Exercise prompt: Restate the records word for word. Include no pictures.

--- Entries provided Enclosed Below ---

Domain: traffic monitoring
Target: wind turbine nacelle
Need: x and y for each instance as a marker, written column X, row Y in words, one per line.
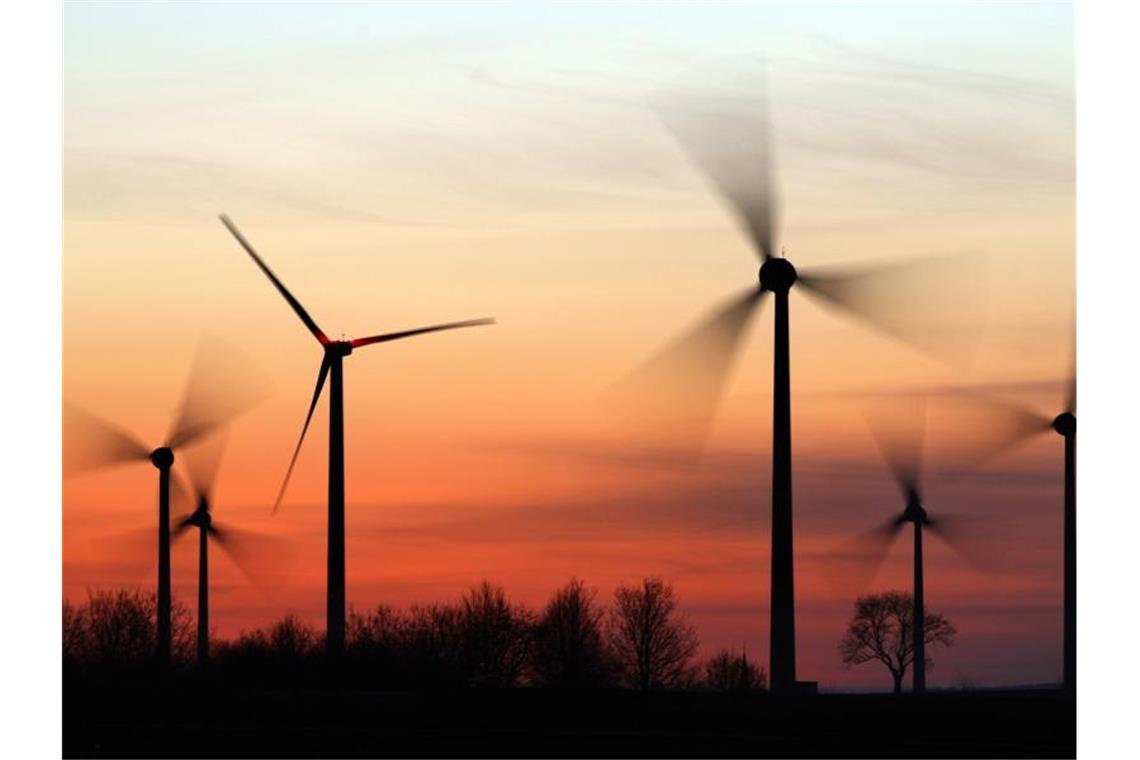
column 162, row 458
column 778, row 275
column 1065, row 424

--- End of Enclosed Entries provided ---

The completed task:
Domain: traffic monitoring
Target: wind turbine nacelle
Need: x and y for each instance as a marker, written column X, row Y in words, one per line.
column 162, row 458
column 778, row 275
column 1065, row 424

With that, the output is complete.